--- start RECORDS TO PROCESS ---
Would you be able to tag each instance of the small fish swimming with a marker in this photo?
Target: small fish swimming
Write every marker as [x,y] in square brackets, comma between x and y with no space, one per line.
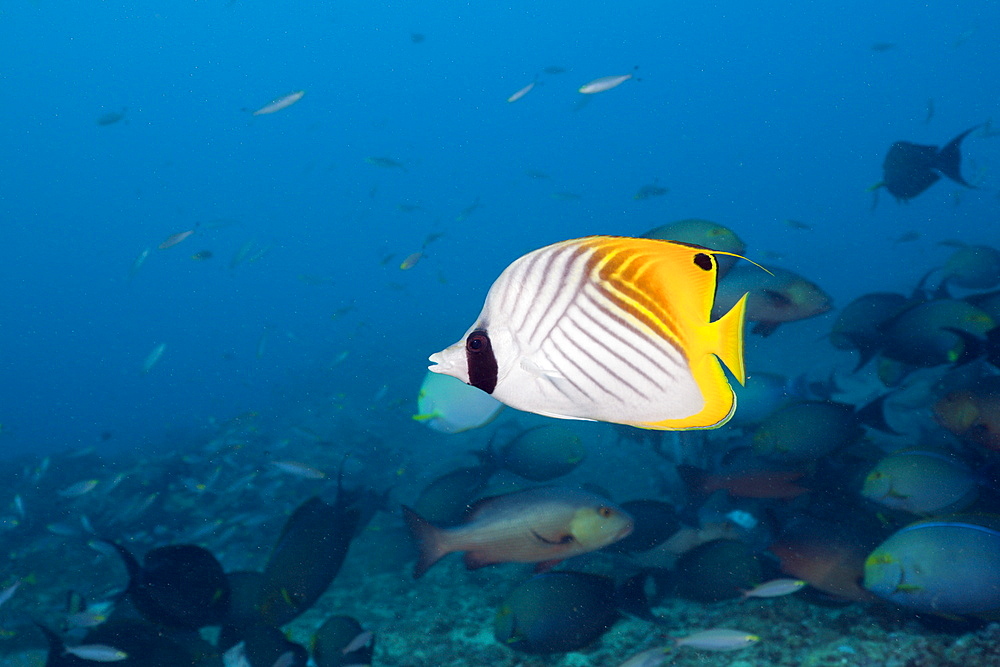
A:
[719,639]
[909,169]
[411,261]
[522,92]
[299,469]
[174,239]
[775,588]
[650,190]
[97,653]
[280,103]
[153,358]
[608,329]
[80,488]
[605,83]
[532,526]
[8,592]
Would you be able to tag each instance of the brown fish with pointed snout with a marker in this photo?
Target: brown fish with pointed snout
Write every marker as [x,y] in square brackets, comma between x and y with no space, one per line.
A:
[530,526]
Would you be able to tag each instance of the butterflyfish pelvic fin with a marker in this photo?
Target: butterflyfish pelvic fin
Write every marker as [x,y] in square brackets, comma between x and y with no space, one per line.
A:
[729,334]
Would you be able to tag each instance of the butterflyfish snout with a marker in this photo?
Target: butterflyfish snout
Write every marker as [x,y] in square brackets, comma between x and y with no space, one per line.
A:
[608,329]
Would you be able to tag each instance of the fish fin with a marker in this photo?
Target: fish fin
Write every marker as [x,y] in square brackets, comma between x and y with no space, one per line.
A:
[631,598]
[765,329]
[872,415]
[428,539]
[949,159]
[729,349]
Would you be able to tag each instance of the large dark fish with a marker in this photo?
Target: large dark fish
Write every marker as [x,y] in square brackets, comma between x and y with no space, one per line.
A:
[179,586]
[909,168]
[307,557]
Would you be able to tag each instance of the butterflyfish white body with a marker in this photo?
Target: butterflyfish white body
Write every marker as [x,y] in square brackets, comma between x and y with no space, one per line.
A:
[608,329]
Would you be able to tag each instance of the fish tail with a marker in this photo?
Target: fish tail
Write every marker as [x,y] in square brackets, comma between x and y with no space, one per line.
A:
[949,158]
[729,331]
[428,538]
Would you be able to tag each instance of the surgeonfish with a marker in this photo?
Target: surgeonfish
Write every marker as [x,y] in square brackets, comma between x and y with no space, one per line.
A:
[775,296]
[556,612]
[945,566]
[605,83]
[538,525]
[909,169]
[607,329]
[447,405]
[922,481]
[281,103]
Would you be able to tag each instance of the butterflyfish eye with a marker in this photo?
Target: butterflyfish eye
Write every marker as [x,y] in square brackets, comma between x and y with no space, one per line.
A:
[481,361]
[703,261]
[477,341]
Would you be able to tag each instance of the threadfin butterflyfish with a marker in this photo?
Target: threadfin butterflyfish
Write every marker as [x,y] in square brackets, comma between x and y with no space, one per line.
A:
[608,329]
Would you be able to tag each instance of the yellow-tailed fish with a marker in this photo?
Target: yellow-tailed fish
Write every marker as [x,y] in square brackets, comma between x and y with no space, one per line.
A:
[607,329]
[280,103]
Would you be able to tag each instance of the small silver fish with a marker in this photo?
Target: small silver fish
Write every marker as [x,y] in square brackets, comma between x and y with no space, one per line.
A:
[280,103]
[153,357]
[86,619]
[604,83]
[97,652]
[775,588]
[81,488]
[298,469]
[522,92]
[174,239]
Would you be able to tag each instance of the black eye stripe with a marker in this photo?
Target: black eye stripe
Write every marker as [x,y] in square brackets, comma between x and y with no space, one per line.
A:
[481,361]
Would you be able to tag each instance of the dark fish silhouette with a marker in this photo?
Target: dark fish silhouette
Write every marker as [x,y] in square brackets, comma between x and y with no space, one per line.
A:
[179,586]
[909,168]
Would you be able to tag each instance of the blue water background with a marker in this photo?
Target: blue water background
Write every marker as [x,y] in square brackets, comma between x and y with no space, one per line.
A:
[750,113]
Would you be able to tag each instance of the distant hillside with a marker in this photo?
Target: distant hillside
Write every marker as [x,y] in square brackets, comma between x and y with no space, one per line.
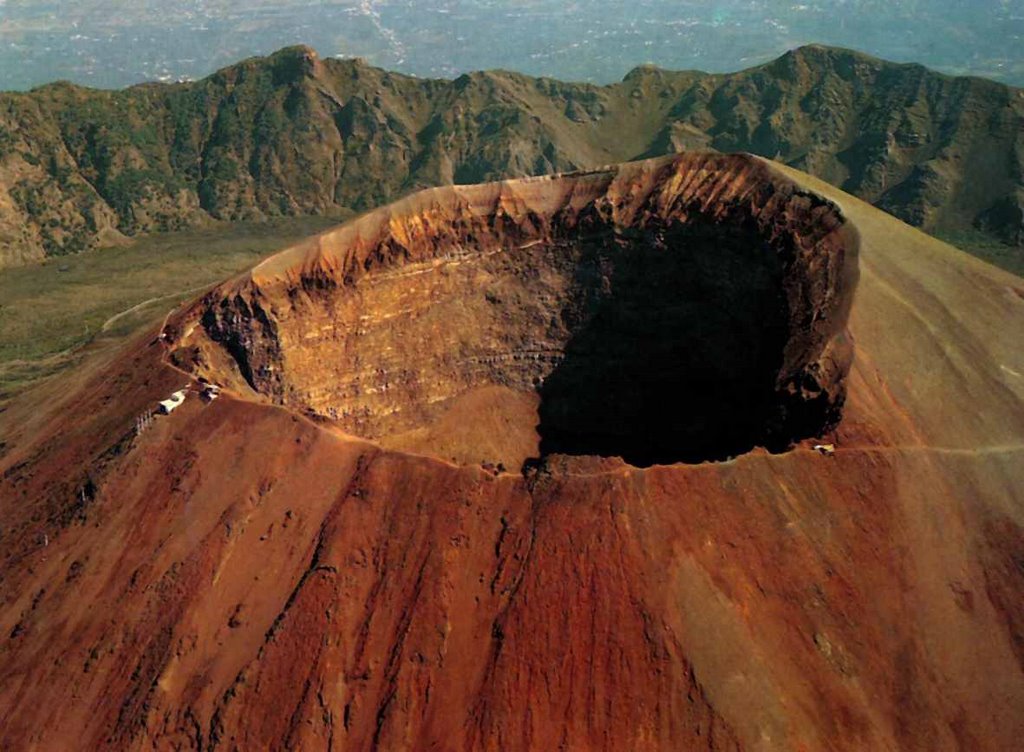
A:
[292,133]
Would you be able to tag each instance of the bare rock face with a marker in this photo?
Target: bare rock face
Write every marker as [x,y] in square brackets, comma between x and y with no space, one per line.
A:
[236,576]
[685,308]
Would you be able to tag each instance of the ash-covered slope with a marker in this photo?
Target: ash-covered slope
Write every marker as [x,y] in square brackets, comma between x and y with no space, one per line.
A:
[685,308]
[238,576]
[292,133]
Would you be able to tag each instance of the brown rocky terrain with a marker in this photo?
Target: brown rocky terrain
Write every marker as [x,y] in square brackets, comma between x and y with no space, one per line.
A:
[293,133]
[329,556]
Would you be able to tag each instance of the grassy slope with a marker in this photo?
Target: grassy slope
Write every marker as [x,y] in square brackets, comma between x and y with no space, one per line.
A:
[52,309]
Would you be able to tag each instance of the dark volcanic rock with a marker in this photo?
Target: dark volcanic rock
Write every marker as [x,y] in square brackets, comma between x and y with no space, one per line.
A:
[683,308]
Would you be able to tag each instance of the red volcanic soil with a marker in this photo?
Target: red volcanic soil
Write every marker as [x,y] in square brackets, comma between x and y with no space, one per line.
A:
[249,574]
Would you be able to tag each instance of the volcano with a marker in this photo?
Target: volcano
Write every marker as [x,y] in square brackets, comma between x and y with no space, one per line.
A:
[692,453]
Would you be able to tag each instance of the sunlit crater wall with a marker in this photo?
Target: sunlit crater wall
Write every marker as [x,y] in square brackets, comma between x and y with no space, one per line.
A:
[677,309]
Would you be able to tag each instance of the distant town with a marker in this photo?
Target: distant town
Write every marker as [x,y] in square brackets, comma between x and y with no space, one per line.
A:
[112,43]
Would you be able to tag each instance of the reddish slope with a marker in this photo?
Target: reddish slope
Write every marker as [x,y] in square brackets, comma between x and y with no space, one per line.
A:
[239,577]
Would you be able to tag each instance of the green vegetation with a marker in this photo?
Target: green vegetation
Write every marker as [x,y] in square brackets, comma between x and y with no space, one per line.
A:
[49,311]
[292,134]
[978,244]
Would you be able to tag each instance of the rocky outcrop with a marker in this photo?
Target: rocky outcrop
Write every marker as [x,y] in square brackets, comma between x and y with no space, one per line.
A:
[292,133]
[688,307]
[238,576]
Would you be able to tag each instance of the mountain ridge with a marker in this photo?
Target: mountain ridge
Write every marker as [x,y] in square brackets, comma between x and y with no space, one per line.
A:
[294,133]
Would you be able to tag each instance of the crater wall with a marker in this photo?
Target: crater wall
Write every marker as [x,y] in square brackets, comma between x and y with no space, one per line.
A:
[684,308]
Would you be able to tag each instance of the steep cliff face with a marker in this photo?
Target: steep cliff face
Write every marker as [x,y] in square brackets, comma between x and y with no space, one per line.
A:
[682,308]
[292,133]
[239,576]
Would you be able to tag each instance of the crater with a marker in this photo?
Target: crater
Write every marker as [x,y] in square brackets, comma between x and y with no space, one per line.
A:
[682,309]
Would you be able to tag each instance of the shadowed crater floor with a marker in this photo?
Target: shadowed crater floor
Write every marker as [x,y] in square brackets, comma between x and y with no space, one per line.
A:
[681,309]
--- end RECORDS TO PROCESS ---
WHAT THE EXERCISE ASKS.
Transcribe exactly the line containing "Would you be able to tag each instance of the reddish" and all remaining lines of the material, ending with the last one.

ANSWER BELOW.
Would you be able to tag each instance of the reddish slope with a marker in this photo?
Target: reddish slope
Write every marker as [x,y] in square brackets, comma between x and y with no space, one per line.
A:
[239,577]
Would you be able to tag each instance of the green vegetation with a marker in this photo?
Target: green vegetation
Write every marker as [x,y] in square brackets, comma between x and y with no space, one per line.
A:
[49,311]
[292,134]
[978,244]
Would you be able to tag each instance of the rocky outcrop with a marker in this photo?
Target: rocky outcrop
Write every marker as [x,y] in square brackets, comma between x and y with no space, one per line.
A:
[292,133]
[688,307]
[238,576]
Would you be able to tag each instance of the mountain ridge with a marker in this photo?
Target: mountain ridge
Write every marker as [x,y] in square brackets, comma between x and y with no space, one per line.
A:
[294,133]
Would you be able to tag each instance of the crater wall with a marker in this photo?
Target: crater wall
Write every marker as [x,y] in square brackets, comma between x and y with no space, one per line.
A:
[684,308]
Would you be able to tag each instance of the steep cliff face with a marker in this photo?
Target: steep cliff face
Write every marker as [x,y] in square brackets, comma between x and y with no space, one per line.
A:
[682,308]
[292,133]
[239,576]
Would you be able to tag each instance of the crater with a marker in this photo?
Target: crater
Write every marker as [x,y] in square brackets, comma between x and y with no space, one per line.
A:
[682,309]
Would you be able to tag each instance of the shadowed crater floor with a marker in this photo?
Target: shadowed crater floor
Write every marker as [x,y] in square brackets, comma between x and y with no space, one per line.
A:
[681,309]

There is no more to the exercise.